TASK STATEMENT: Arrange every line of the rows below as a Markdown table with the columns "Index" and "Content," giving each line's number and its text. Omit blank lines and leave the pictures out.

PROVIDED DATA:
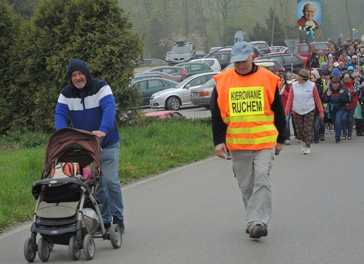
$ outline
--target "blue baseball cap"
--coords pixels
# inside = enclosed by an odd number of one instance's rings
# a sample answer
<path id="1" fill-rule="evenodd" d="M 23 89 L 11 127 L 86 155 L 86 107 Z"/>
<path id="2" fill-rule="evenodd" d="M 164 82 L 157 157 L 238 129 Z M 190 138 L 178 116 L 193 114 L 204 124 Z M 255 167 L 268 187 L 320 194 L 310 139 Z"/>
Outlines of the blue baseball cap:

EXERCISE OUTPUT:
| Index | Content |
|---|---|
| 1 | $ outline |
| 2 | --target "blue baseball cap" |
| 3 | --coords pixels |
| 4 | # inside = enclosed by an odd number of one instance's rings |
| 5 | # a sample answer |
| 6 | <path id="1" fill-rule="evenodd" d="M 23 89 L 11 127 L 86 155 L 86 107 Z"/> |
| 7 | <path id="2" fill-rule="evenodd" d="M 164 82 L 157 157 L 238 129 Z M 190 138 L 178 116 L 193 114 L 204 124 Z M 255 167 L 268 187 L 320 194 L 310 139 Z"/> |
| 8 | Outlines of the blue baseball cap: |